[Object location annotation data]
::::::::

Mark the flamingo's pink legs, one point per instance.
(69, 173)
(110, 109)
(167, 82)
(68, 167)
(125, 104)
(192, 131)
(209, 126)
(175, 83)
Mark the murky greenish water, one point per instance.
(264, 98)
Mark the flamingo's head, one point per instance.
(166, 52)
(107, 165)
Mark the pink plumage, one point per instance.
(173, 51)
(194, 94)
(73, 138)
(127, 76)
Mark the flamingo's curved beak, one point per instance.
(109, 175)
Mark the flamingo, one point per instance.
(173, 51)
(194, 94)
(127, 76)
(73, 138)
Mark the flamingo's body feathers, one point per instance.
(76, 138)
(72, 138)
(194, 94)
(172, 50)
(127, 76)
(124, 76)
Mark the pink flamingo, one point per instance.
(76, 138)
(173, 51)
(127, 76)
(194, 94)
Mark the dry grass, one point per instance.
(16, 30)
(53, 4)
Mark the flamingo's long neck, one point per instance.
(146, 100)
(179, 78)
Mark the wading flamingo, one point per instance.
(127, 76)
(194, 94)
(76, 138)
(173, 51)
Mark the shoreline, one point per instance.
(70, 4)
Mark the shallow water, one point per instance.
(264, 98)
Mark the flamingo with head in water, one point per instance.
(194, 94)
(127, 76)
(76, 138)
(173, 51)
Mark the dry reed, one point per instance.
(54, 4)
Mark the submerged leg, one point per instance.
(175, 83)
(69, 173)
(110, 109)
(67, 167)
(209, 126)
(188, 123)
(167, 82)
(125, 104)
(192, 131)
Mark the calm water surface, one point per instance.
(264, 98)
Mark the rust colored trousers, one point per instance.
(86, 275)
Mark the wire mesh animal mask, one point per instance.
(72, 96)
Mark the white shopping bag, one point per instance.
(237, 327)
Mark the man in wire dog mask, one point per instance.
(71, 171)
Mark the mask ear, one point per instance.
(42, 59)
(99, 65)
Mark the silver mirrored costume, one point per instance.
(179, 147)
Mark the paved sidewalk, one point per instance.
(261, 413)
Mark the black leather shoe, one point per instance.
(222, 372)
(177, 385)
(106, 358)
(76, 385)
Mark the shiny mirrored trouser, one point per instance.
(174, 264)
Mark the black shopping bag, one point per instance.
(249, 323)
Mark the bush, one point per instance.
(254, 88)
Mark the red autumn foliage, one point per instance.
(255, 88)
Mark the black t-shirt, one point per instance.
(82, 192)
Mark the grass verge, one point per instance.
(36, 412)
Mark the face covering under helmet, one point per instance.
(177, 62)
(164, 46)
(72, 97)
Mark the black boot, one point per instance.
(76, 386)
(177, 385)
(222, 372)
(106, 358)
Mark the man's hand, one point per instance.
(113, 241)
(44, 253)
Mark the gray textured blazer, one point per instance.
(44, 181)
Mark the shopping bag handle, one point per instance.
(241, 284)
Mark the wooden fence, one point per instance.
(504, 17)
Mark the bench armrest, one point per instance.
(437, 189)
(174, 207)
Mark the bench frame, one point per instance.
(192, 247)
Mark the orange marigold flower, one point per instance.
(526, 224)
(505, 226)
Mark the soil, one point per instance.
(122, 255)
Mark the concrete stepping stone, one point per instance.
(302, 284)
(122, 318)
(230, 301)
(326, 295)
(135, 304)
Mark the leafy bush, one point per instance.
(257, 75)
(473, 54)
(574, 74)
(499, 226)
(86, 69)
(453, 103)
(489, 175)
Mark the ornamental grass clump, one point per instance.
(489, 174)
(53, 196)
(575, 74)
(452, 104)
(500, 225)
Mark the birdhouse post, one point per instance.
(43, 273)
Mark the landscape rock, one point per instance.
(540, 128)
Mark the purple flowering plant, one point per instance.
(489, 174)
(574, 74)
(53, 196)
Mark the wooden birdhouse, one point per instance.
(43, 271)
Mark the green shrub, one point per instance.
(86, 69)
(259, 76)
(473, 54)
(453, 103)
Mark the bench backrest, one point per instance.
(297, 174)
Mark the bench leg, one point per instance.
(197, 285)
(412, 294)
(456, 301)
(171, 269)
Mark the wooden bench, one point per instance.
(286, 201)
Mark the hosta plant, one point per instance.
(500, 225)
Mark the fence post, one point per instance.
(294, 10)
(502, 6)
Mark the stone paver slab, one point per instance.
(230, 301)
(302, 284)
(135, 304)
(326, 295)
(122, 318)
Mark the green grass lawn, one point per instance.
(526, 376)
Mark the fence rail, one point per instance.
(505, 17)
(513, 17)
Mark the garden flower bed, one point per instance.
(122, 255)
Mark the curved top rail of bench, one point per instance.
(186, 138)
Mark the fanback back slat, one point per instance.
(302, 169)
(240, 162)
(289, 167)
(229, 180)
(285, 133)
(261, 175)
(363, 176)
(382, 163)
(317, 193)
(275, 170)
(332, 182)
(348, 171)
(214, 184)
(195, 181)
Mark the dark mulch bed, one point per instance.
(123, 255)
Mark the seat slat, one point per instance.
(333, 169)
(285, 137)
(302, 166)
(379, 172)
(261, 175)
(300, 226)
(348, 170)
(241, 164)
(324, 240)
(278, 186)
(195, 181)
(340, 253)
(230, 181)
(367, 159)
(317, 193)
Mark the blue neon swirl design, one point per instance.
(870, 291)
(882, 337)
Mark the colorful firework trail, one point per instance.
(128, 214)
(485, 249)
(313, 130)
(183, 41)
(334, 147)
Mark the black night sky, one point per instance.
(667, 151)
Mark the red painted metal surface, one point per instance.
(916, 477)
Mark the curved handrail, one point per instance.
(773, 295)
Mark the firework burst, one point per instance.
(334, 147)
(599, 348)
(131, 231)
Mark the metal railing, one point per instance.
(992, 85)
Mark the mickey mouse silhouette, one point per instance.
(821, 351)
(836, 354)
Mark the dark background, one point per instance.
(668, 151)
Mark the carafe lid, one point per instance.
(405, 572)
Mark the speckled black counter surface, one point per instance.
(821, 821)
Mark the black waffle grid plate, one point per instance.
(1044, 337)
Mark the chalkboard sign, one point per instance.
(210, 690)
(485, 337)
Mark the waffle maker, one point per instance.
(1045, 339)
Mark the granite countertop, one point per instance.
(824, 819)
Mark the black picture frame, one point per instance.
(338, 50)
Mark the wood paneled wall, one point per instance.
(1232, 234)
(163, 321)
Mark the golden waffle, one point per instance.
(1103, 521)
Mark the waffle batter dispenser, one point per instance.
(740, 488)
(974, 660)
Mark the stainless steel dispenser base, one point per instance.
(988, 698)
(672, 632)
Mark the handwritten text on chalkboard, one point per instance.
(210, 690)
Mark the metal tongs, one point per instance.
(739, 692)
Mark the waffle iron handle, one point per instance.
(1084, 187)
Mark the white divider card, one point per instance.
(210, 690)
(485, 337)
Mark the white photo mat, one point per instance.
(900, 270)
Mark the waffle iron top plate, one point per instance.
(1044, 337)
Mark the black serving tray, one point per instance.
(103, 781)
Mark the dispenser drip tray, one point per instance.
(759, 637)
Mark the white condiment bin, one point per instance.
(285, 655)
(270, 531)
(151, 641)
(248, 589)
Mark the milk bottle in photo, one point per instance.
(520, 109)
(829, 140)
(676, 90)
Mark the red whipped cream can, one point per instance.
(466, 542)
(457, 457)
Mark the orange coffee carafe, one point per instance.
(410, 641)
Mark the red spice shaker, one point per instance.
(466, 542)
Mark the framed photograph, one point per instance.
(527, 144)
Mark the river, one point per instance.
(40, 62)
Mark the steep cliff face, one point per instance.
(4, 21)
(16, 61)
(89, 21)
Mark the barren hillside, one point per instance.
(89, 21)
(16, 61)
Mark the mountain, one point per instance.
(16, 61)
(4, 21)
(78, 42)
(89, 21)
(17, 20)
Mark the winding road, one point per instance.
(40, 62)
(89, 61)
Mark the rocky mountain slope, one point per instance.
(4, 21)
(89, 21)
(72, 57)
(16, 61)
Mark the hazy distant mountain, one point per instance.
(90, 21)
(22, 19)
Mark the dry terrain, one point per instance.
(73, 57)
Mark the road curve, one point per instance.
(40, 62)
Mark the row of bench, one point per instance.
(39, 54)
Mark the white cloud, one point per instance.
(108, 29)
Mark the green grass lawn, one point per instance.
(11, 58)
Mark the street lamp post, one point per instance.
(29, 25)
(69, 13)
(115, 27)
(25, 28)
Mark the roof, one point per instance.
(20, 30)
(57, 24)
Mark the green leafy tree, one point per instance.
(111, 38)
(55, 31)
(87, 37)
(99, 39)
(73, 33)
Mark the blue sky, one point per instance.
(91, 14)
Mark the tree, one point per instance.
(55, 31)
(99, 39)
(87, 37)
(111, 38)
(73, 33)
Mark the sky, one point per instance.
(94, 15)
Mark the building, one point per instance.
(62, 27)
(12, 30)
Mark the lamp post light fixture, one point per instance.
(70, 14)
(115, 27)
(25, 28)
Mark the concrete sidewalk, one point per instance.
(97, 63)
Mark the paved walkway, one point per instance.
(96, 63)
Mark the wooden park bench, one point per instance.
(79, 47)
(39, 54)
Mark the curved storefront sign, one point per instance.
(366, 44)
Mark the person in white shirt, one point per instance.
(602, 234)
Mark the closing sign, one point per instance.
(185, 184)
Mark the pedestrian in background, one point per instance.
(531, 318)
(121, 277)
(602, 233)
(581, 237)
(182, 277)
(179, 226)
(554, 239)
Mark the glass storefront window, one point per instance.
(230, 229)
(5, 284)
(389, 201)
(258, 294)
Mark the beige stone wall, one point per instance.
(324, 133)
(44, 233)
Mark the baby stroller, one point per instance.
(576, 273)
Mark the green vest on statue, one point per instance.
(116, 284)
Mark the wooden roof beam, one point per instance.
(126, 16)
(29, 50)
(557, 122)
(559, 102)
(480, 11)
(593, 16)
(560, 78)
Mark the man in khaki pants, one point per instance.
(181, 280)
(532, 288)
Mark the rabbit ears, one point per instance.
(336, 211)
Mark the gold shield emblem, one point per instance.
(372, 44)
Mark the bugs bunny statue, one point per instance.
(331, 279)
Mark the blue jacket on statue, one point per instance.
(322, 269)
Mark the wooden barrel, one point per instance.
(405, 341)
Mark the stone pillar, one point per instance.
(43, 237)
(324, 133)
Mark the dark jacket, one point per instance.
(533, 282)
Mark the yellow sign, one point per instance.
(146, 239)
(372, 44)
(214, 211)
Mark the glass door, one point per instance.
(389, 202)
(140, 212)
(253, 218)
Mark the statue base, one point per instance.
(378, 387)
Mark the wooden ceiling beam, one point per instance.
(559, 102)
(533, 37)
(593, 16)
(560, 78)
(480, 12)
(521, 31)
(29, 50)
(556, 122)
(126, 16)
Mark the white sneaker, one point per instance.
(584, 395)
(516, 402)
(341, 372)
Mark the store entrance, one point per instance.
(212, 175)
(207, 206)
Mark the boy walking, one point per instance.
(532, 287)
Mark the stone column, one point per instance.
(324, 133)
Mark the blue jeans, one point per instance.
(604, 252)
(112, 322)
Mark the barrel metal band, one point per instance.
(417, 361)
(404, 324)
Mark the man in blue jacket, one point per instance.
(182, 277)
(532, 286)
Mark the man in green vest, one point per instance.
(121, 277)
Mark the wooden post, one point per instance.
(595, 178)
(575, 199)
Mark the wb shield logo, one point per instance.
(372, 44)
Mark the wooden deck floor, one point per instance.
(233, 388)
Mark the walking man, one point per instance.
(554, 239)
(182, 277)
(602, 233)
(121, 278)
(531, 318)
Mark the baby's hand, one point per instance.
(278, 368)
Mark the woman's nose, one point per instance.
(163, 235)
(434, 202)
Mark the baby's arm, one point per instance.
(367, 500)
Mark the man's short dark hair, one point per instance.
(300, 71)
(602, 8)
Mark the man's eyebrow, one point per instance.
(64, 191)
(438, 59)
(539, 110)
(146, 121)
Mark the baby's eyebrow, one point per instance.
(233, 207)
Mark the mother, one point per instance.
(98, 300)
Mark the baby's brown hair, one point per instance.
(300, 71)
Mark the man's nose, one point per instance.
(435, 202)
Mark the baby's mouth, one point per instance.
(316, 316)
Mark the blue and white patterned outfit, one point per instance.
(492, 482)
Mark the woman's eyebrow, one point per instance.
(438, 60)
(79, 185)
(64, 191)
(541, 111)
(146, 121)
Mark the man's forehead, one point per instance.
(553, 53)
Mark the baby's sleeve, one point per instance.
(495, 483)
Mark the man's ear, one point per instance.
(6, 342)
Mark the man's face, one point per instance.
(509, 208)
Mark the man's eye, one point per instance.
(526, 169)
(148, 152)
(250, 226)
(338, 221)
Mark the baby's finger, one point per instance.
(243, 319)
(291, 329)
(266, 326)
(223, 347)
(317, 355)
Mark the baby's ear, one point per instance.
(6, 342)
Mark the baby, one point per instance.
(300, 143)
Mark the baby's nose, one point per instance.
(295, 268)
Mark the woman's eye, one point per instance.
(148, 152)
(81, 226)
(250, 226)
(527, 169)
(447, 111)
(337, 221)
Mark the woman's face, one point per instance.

::::::::

### REQUIREMENTS:
Repeat, with no changes, each line from the one with "Mark the baby's arm, one point per instance." to the end of the listing, including both ends and nothing else.

### ANSWER TO THE TASK:
Mark the baby's arm, one point per instance.
(367, 500)
Mark the man's short dark hair, one point per instance.
(300, 71)
(602, 8)
Mark the man's eyebrow, one point per instance.
(64, 191)
(438, 59)
(539, 110)
(146, 121)
Mark the baby's eyebrow, one point per instance.
(233, 207)
Mark the mother, one point per instance.
(98, 300)
Mark the baby's brown hair, one point per instance.
(300, 71)
Mark the man's nose, one point per instance.
(435, 202)
Mark the baby's mouth, one point per instance.
(316, 316)
Mark the blue and white patterned outfit, one point per instance.
(492, 482)
Mark the woman's eyebrow, one point per instance.
(438, 60)
(79, 185)
(64, 191)
(541, 111)
(146, 121)
Mark the man's forehead, one point per instance.
(553, 53)
Mark the baby's sleeve, one point per instance.
(495, 483)
Mark the man's ear, one point per instance.
(6, 342)
Mark the man's face, one point per instance.
(509, 208)
Mark the man's eye, one point per instance.
(526, 169)
(148, 152)
(250, 226)
(338, 221)
Mark the baby's finger, one point per instance.
(243, 319)
(291, 329)
(266, 326)
(223, 347)
(317, 355)
Mark the baby's ear, one point per instance.
(6, 342)
Mark the baby, one point per instance.
(300, 143)
Mark the baby's nose, one point per instance.
(295, 268)
Mark the woman's eye, one point per instance.
(148, 152)
(81, 226)
(250, 226)
(527, 169)
(447, 111)
(337, 221)
Mark the woman's face, one point per instance.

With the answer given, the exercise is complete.